■ **Input material**
..............................

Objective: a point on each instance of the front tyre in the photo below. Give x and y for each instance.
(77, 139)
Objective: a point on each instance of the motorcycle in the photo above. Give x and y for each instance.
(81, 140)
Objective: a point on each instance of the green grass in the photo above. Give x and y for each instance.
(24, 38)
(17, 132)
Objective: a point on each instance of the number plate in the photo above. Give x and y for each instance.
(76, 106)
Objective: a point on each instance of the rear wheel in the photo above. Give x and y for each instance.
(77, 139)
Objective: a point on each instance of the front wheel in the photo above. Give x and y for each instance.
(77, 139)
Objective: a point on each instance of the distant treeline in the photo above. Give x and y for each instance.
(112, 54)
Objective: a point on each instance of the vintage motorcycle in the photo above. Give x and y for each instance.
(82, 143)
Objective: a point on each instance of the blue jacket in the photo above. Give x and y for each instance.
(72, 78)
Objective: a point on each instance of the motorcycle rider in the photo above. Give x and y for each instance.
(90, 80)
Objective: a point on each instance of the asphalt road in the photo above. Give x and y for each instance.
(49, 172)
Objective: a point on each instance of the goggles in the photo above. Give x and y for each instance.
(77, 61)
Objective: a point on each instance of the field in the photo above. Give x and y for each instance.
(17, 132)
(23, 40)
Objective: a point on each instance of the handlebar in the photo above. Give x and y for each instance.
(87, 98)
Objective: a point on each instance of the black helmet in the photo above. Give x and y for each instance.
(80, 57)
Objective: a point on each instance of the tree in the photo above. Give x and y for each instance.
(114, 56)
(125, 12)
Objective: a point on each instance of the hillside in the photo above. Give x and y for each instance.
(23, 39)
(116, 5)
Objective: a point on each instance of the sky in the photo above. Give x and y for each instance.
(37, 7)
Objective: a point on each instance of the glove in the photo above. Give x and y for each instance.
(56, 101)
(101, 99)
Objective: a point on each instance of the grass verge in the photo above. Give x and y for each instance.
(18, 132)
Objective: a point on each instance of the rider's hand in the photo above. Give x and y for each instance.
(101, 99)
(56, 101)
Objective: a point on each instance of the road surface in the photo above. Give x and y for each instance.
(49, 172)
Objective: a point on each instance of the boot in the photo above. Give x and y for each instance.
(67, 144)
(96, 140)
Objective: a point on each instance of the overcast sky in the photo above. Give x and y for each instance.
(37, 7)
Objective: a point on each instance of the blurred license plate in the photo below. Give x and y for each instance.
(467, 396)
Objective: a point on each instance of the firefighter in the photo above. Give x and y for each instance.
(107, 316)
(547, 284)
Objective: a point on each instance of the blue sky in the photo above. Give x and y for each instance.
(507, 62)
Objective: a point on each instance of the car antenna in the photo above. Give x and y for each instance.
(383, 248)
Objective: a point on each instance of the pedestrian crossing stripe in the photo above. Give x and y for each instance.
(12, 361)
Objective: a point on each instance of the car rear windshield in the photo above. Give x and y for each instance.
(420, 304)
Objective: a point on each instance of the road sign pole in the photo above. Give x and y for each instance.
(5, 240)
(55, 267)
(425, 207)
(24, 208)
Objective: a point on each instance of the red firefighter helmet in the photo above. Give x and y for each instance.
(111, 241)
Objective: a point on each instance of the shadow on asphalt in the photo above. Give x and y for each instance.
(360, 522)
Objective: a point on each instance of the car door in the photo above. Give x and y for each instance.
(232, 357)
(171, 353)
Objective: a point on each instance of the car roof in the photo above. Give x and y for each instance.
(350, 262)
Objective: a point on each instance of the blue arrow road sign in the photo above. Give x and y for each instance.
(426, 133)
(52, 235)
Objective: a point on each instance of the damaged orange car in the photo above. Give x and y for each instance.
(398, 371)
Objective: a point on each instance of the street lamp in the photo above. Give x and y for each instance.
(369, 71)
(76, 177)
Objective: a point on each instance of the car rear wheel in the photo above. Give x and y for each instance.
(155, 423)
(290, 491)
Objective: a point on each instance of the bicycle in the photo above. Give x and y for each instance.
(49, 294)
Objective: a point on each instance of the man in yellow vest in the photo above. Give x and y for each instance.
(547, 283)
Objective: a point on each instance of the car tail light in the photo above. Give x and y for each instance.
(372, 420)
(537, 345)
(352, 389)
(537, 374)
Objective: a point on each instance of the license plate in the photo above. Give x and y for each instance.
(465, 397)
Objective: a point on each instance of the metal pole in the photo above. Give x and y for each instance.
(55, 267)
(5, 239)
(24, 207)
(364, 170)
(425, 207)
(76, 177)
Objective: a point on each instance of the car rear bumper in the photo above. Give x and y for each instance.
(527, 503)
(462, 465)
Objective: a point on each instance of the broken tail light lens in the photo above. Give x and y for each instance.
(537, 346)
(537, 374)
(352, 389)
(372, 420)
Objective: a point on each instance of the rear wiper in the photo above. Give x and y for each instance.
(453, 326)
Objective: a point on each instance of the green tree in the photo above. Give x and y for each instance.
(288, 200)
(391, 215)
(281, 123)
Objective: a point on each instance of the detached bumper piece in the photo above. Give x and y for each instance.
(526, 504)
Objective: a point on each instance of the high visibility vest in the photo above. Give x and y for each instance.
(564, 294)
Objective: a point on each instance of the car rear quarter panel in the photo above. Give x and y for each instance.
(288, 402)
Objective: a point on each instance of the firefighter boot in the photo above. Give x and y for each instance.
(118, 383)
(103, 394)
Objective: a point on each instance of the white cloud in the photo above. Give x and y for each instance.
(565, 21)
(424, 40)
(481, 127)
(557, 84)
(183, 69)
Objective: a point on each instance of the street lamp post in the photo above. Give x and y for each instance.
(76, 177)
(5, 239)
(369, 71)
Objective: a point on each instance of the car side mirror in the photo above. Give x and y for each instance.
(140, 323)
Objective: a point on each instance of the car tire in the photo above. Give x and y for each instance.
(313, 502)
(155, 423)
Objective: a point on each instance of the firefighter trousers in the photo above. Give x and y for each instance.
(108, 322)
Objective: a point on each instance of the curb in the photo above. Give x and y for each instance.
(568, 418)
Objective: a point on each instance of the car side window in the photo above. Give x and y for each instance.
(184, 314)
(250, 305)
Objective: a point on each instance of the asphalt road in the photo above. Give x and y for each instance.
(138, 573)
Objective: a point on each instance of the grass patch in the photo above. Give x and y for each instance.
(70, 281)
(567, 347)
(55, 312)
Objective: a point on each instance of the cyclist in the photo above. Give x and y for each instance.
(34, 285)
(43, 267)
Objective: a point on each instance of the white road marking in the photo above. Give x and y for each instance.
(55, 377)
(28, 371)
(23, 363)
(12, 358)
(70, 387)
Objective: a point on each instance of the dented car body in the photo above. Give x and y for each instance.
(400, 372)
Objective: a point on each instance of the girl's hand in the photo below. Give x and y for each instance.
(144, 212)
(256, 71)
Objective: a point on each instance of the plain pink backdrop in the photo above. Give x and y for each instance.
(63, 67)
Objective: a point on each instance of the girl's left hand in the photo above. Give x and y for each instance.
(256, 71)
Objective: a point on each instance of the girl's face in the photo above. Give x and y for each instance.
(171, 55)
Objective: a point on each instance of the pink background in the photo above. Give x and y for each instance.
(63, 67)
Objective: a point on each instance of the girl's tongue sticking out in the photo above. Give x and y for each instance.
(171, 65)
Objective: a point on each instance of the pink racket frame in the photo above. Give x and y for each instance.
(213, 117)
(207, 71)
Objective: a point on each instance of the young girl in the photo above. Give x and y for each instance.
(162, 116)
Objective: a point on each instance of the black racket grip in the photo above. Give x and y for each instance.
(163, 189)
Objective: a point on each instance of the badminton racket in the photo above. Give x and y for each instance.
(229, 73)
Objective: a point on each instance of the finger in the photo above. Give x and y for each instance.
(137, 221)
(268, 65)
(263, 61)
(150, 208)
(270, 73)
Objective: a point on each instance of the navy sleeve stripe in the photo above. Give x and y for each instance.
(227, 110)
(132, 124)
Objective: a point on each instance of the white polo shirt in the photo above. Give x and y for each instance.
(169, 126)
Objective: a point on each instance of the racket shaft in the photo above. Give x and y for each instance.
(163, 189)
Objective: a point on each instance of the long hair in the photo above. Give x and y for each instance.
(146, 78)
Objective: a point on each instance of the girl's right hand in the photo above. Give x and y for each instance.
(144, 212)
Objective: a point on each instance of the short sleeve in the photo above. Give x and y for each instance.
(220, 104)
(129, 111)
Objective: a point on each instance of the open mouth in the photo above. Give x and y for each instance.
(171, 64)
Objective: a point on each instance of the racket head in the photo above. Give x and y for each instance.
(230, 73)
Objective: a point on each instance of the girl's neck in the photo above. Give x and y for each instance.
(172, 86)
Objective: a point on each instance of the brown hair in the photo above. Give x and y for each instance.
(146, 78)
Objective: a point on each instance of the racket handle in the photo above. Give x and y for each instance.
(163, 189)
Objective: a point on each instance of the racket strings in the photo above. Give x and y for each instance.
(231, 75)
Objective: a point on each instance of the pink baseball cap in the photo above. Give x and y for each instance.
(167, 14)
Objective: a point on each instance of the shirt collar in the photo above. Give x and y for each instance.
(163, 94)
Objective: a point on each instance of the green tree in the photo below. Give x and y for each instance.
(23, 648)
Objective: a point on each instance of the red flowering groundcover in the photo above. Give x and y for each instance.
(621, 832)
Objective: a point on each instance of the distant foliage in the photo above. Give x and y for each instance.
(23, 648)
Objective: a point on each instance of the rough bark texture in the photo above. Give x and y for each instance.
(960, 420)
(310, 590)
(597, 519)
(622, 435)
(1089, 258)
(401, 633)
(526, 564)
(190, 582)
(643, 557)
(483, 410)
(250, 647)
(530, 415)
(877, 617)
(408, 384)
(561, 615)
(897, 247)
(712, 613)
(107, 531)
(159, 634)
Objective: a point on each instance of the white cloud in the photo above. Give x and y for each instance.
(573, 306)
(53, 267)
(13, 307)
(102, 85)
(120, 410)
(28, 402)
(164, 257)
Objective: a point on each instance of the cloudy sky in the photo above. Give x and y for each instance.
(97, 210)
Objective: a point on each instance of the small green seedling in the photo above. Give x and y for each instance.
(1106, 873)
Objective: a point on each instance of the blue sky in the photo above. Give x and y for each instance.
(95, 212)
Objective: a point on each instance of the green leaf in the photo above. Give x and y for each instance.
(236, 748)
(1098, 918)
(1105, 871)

..............................

Emit only the final stretch of the records: the line containing "Objective: a point on each instance of the distant foliage" through the end, each line exactly as it stands.

Objective: a point on each instance of the distant foliage in the photo above. Give x and y for each instance.
(23, 648)
Objective: a point on each instance of the rough bark texture in the photo above. Give x and y for each instance.
(960, 420)
(310, 590)
(597, 519)
(622, 435)
(1089, 258)
(401, 633)
(526, 564)
(190, 582)
(643, 557)
(483, 410)
(250, 647)
(530, 415)
(877, 617)
(408, 384)
(561, 615)
(897, 247)
(712, 613)
(107, 531)
(159, 634)
Objective: a point on each instance of the white cloud in the photo above. Give x and y for each instance.
(573, 306)
(53, 267)
(13, 307)
(102, 85)
(120, 410)
(28, 402)
(164, 257)
Objective: a point on each instance of the cloudy sky in the photo above. Give x and y for each instance.
(97, 210)
Objective: a point on each instance of the small green seedling in the photo above. Give x and y for each instance.
(1106, 873)
Objective: a point on each instance of the blue sky in the photo above. Give x and y for each instance.
(95, 212)
Objective: a point on each instance of the green leaf in the photo above. Give x and y for each instance.
(236, 748)
(1098, 918)
(1105, 871)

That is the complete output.